[Records taken from a collection]
-------

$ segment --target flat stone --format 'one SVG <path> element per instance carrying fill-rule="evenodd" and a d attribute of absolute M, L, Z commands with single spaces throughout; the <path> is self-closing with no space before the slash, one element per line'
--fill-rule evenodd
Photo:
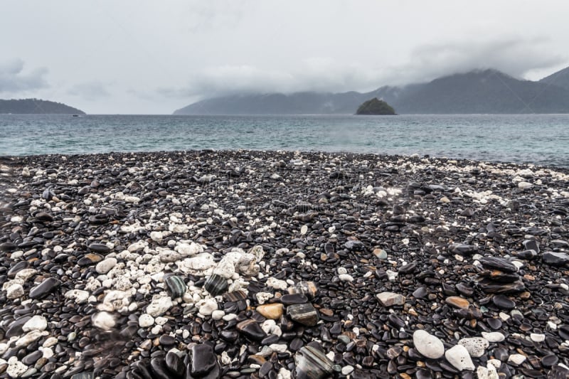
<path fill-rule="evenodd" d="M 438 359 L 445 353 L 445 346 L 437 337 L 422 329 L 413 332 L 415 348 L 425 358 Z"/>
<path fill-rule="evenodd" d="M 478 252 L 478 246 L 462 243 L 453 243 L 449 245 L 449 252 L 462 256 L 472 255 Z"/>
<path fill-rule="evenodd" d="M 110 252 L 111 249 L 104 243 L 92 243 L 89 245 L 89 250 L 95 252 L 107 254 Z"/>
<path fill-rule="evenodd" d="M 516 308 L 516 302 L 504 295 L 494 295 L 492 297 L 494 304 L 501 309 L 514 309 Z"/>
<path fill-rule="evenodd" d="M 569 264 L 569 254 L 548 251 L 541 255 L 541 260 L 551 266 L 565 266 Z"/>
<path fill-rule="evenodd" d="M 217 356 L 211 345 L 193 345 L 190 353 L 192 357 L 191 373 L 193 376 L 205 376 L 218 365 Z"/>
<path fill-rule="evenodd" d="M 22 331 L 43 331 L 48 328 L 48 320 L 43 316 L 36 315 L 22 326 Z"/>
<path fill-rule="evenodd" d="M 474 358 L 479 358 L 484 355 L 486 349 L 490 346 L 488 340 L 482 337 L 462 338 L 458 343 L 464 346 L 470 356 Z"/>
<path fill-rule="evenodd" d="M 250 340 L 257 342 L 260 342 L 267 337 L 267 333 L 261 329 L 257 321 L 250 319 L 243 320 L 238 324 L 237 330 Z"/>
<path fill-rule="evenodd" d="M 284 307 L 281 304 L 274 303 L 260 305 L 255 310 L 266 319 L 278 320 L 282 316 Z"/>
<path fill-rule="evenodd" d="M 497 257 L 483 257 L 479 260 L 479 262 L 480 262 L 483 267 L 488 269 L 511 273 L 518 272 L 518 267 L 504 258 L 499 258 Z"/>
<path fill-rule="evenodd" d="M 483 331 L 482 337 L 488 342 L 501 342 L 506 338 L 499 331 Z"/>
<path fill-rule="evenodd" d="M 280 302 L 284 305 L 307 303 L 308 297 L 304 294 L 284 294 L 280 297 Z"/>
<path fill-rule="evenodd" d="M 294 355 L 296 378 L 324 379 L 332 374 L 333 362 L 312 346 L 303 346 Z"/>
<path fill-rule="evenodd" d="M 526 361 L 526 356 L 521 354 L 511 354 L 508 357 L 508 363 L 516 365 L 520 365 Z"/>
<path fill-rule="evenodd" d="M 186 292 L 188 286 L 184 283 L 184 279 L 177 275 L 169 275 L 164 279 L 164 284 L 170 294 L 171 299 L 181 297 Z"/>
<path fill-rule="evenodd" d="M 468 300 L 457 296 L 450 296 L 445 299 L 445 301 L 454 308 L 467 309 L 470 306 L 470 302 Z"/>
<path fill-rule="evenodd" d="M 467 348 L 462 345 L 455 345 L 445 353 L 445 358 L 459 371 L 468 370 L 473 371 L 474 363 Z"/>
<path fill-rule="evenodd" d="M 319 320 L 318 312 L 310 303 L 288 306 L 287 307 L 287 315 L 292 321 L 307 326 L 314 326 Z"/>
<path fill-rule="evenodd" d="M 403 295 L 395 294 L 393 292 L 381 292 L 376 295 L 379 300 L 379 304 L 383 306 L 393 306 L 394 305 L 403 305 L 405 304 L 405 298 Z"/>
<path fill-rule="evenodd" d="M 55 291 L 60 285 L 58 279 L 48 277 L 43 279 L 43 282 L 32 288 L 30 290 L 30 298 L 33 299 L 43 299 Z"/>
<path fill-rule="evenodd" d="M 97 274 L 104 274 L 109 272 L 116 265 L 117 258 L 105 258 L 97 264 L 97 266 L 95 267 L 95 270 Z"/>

-------

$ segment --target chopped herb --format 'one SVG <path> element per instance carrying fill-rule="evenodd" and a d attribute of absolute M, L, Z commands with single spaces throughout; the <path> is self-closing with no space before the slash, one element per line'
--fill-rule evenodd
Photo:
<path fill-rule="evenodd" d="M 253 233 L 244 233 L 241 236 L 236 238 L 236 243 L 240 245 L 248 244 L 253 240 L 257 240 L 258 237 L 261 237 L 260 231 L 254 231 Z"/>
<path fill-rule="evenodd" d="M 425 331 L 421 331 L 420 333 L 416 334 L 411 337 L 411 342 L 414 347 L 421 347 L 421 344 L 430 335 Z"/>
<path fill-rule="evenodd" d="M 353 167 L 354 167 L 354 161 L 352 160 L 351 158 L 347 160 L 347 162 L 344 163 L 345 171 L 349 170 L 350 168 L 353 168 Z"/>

-------

◆ Problem requirements:
Turn the records, from the line with "segment --target flat" up to and including the line with "280 302 L 284", into a JSON list of strings, one string per line, with blank lines dropped. Leave the picture out.

◆ Response:
[
  "$ segment --target flat stone --format 'one SVG <path> element per instance carrying fill-rule=\"evenodd\" and a d attribute of absolute M, L, Z commands with single spaces throughout; the <path> is self-closing with no space before the slash, one element per line'",
  "--fill-rule evenodd",
  "Photo:",
  "<path fill-rule=\"evenodd\" d=\"M 438 359 L 445 353 L 445 346 L 437 337 L 422 329 L 413 332 L 415 348 L 425 358 Z\"/>",
  "<path fill-rule=\"evenodd\" d=\"M 478 252 L 478 246 L 462 243 L 453 243 L 449 245 L 449 252 L 462 256 L 472 255 Z\"/>",
  "<path fill-rule=\"evenodd\" d=\"M 110 252 L 111 249 L 104 243 L 92 243 L 89 245 L 89 250 L 95 252 L 107 254 Z\"/>",
  "<path fill-rule=\"evenodd\" d=\"M 516 308 L 516 302 L 504 295 L 494 295 L 492 297 L 494 304 L 501 309 L 514 309 Z\"/>",
  "<path fill-rule=\"evenodd\" d=\"M 569 264 L 569 254 L 548 251 L 541 255 L 541 260 L 551 266 L 565 266 Z\"/>",
  "<path fill-rule=\"evenodd\" d=\"M 217 356 L 211 345 L 193 345 L 190 353 L 192 357 L 191 373 L 193 376 L 205 376 L 218 365 Z\"/>",
  "<path fill-rule=\"evenodd\" d=\"M 22 331 L 43 331 L 48 328 L 48 320 L 43 316 L 36 315 L 22 326 Z\"/>",
  "<path fill-rule=\"evenodd\" d=\"M 474 358 L 479 358 L 484 355 L 486 349 L 490 346 L 488 340 L 482 337 L 462 338 L 458 343 L 464 346 L 470 356 Z\"/>",
  "<path fill-rule=\"evenodd\" d=\"M 250 340 L 257 342 L 260 342 L 267 337 L 267 333 L 261 329 L 257 321 L 250 319 L 243 320 L 238 324 L 237 330 Z\"/>",
  "<path fill-rule=\"evenodd\" d=\"M 284 307 L 281 304 L 274 303 L 260 305 L 255 310 L 266 319 L 278 320 L 282 316 Z\"/>",
  "<path fill-rule=\"evenodd\" d=\"M 497 257 L 483 257 L 479 260 L 479 262 L 480 262 L 483 267 L 488 269 L 511 273 L 518 272 L 518 267 L 504 258 L 499 258 Z\"/>",
  "<path fill-rule=\"evenodd\" d=\"M 483 331 L 482 337 L 488 342 L 501 342 L 506 338 L 499 331 Z\"/>",
  "<path fill-rule=\"evenodd\" d=\"M 280 302 L 284 305 L 307 303 L 308 297 L 304 294 L 284 294 L 280 297 Z\"/>"
]